Required task 1 – In the text on equality in C#, what kind of comparison takes place when you don't implement the Equals() method explicitly?

Extract to read –
-------

The .NET framework gives us the object base class
and the Equals() operator. Then there are the
== and the != operators as language
features of C# and other managed languages.
It also isn't clearly stated whether Equals() is
supposed to compare object identity (check if two objects
are the exact same instance) or object state (check if two
objects carry the same values) and unless you explicitely
implement the Equals() method, an object identity
comparison is done.
Since you can always do an object identity comparison by using
the ReferenceEquals() method, you should always
write your comparison operators so they do an object state
comparison. In the few special cases where you really need
object identity comparison, you can either create an adapter
class or explicitely state this behavior in the documentation
for your Equals() operator.
The Equals() Method
My suggestion to you is to actually implement two
Equals() methods:
/// <param name="other">Other instance to compare to this instance</param>
/// <returns>True if the other instance is equal to this instance</returns>
public override bool Equals(object other) {
return Equals(other as MyClass);
}
/// <summary>Checks whether another instance is equal to this instance</summary>
/// <param name="other">Other instance to compare to this instance</param>
/// <returns>True if the other instance is equal to this instance</returns>
public virtual bool Equals(MyClass other) {
if(ReferenceEquals(other, null))

-------

Required task 2 – Rewrite all of the records below, changing every "utility pole" to "power pole" and leaving everything else the same.

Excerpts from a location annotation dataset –
-------

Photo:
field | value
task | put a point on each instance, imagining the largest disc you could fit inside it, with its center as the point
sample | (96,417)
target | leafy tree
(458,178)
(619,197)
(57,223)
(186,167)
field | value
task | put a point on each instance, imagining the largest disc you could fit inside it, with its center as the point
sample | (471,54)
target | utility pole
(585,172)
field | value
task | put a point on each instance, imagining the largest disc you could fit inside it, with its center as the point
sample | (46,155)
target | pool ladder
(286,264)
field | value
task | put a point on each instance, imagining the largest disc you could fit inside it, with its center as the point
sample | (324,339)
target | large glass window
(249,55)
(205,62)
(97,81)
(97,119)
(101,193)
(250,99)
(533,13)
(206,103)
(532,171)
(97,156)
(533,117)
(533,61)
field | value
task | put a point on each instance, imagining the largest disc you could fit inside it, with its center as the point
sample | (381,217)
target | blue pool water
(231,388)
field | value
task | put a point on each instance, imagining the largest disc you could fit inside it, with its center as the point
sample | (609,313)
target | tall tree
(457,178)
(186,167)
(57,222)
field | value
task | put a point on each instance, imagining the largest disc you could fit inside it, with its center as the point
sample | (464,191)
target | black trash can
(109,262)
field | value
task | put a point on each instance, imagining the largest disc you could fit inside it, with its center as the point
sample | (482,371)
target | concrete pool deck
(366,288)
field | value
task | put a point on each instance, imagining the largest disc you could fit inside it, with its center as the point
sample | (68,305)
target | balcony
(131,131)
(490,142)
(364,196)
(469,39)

-------

Written reply 1 – An object identity comparison.

Written reply 2 –
Photo:
field | value
task | put a point on each instance, imagining the largest disc you could fit inside it, with its center as the point
sample | (96,417)
target | leafy tree
(458,178)
(619,197)
(57,223)
(186,167)
field | value
task | put a point on each instance, imagining the largest disc you could fit inside it, with its center as the point
sample | (471,54)
target | power pole
(585,172)
field | value
task | put a point on each instance, imagining the largest disc you could fit inside it, with its center as the point
sample | (46,155)
target | pool ladder
(286,264)
field | value
task | put a point on each instance, imagining the largest disc you could fit inside it, with its center as the point
sample | (324,339)
target | large glass window
(249,55)
(205,62)
(97,81)
(97,119)
(101,193)
(250,99)
(533,13)
(206,103)
(532,171)
(97,156)
(533,117)
(533,61)
field | value
task | put a point on each instance, imagining the largest disc you could fit inside it, with its center as the point
sample | (381,217)
target | blue pool water
(231,388)
field | value
task | put a point on each instance, imagining the largest disc you could fit inside it, with its center as the point
sample | (609,313)
target | tall tree
(457,178)
(186,167)
(57,222)
field | value
task | put a point on each instance, imagining the largest disc you could fit inside it, with its center as the point
sample | (464,191)
target | black trash can
(109,262)
field | value
task | put a point on each instance, imagining the largest disc you could fit inside it, with its center as the point
sample | (482,371)
target | concrete pool deck
(366,288)
field | value
task | put a point on each instance, imagining the largest disc you could fit inside it, with its center as the point
sample | (68,305)
target | balcony
(131,131)
(490,142)
(364,196)
(469,39)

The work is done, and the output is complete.